▶ What this task involves
The data below must be repeated exactly. Leave nothing out.

Records drawn from a dataset
════

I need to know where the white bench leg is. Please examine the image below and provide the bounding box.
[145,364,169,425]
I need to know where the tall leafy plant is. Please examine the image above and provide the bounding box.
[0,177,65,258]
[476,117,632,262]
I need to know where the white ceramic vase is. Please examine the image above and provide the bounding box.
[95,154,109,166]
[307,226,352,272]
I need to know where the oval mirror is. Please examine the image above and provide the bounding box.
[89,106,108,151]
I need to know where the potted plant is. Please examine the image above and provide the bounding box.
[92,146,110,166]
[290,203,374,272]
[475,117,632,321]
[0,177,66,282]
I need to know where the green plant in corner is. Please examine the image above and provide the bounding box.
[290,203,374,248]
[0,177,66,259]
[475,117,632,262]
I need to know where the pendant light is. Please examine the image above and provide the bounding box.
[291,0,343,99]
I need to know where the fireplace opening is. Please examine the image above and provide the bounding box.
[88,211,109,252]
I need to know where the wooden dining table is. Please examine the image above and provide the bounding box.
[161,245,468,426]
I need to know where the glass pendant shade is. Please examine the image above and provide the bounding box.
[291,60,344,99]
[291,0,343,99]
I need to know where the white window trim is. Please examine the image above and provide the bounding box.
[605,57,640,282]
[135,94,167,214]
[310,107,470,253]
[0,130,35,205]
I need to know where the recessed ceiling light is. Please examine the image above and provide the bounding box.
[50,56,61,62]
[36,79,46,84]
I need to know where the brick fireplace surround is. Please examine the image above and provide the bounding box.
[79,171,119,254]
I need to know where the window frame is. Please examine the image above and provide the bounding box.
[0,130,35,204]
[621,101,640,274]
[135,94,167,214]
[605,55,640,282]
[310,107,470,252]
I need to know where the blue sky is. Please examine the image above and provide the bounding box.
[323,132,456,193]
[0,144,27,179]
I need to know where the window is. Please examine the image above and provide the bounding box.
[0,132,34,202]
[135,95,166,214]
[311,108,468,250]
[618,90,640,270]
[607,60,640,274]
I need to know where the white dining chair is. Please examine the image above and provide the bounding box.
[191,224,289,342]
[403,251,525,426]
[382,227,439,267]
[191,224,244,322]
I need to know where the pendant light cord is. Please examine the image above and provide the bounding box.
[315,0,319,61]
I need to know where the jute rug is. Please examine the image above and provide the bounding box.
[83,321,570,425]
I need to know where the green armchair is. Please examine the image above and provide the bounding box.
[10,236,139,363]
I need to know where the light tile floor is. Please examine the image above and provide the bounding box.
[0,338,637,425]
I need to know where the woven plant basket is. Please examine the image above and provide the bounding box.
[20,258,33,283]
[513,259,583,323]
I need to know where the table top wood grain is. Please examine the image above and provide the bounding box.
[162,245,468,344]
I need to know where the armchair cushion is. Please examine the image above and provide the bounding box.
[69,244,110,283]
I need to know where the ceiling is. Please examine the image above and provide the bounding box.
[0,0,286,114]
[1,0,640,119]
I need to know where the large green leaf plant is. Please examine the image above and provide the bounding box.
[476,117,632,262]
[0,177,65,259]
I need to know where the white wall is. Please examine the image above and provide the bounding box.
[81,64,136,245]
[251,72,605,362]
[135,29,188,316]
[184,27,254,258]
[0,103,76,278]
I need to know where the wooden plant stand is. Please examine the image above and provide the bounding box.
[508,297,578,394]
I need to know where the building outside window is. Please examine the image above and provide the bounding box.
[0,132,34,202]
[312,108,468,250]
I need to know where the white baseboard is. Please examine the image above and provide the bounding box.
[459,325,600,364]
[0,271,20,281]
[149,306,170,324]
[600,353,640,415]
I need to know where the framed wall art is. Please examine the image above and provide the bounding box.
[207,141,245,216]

════

▶ Answer to this problem
I need to know where the white bench leg is. Please examine the image below and provide the bounding box.
[145,364,169,425]
I need to know where the tall leafy plant is. Please examine the image above and provide the bounding box.
[0,177,65,258]
[476,117,632,262]
I need to know where the white ceramic vase is. Please examine the image above and provide the bounding box.
[95,154,109,166]
[307,226,352,272]
I need to know where the oval mirror is. Please examine the image above and provide the bounding box.
[89,106,108,151]
I need to know where the potted plant is. Please examine the image above and provide the bounding box.
[92,146,110,166]
[290,203,374,272]
[475,117,632,321]
[0,177,66,282]
I need to know where the green plant in corner is. Please examine the image above and provide the bounding box.
[290,203,374,248]
[0,177,66,259]
[475,117,632,262]
I need to know where the pendant light is. Please examine the image above and provide the bounding box.
[291,0,343,99]
I need to know where the fireplace opening is. Please examine the image above and provide the bounding box.
[88,211,109,252]
I need to know where the wooden dining table is. Please examine the image above and provide the bounding box.
[161,245,468,426]
I need to know where the glass pendant shade is. Please examine the image above and provide the bounding box.
[291,60,344,99]
[291,0,343,99]
I need to know where the white window trim is. Please examine the image above and provide the bounding box.
[605,57,640,282]
[135,94,167,214]
[310,107,470,253]
[0,130,35,205]
I need to know where the recessed ceiling light is. Please examine the image above and provide the bounding box.
[50,56,61,62]
[36,79,46,84]
I need to know where the brick fireplace surround is. Please examine the image above and provide the bounding box.
[79,171,119,254]
I need to know where the window frame is. Please examine the image above and provide the bounding box.
[0,130,35,204]
[621,101,640,274]
[135,94,167,214]
[605,55,640,282]
[310,107,470,252]
I need to know where the blue sky is. Please examine the image above and provide the bounding box.
[323,132,456,193]
[0,144,27,179]
I need to know where the window is. Please examine the image above and provide the bounding box.
[0,132,34,202]
[135,95,166,214]
[311,108,468,250]
[618,90,640,270]
[607,60,640,274]
I need to know where the white dining chair is. Please examine the image above and provide the bounding box.
[191,224,289,342]
[403,251,525,426]
[382,227,439,267]
[191,224,244,322]
I need to know where the pendant light cord is. Please examine the image above and provide the bounding box.
[315,0,319,61]
I need to know where the jute rug is. Please examine the image above and provide the bounding box.
[83,321,570,425]
I need to know where the green armchair is. Please examine the image above and provide the bounding box.
[10,236,139,363]
I need to know where the light tile floor is. Please examine the image above and provide the bounding box.
[0,338,637,425]
I need to know where the woven plant basket is. Please examine the image above and provide the bounding box.
[20,258,33,283]
[513,259,583,323]
I need to know where the table top wood grain is. Please examine the image above and provide the bounding box.
[162,245,468,344]
I need to know where the armchair cushion is. Please examine the image above and provide the bounding box.
[69,244,110,283]
I need to know where the ceiling is. Please examine the image above and provide the bounding box.
[0,0,286,114]
[1,0,640,119]
I need to know where the large green leaf plant is. Please examine the image above and provide the bounding box.
[476,117,632,262]
[0,177,65,259]
I need to know where the white wall is. Please examine the image above and provide the bounding box.
[81,64,136,245]
[251,72,605,362]
[135,29,188,316]
[184,27,254,258]
[0,103,76,278]
I need to know where the wooden plant stand is. Please examine the image above and provide the bounding box.
[508,297,578,394]
I need to know where the building outside window is. Please examine the image above and provide the bounding box.
[0,132,34,202]
[312,108,468,250]
I need to know where the white baseboard is. Please examine the image above and provide the bounding box.
[459,325,600,364]
[0,271,20,281]
[149,306,170,324]
[600,353,640,415]
I need to know where the framed wall art is. Please examine the image above and provide the bounding box.
[207,141,245,216]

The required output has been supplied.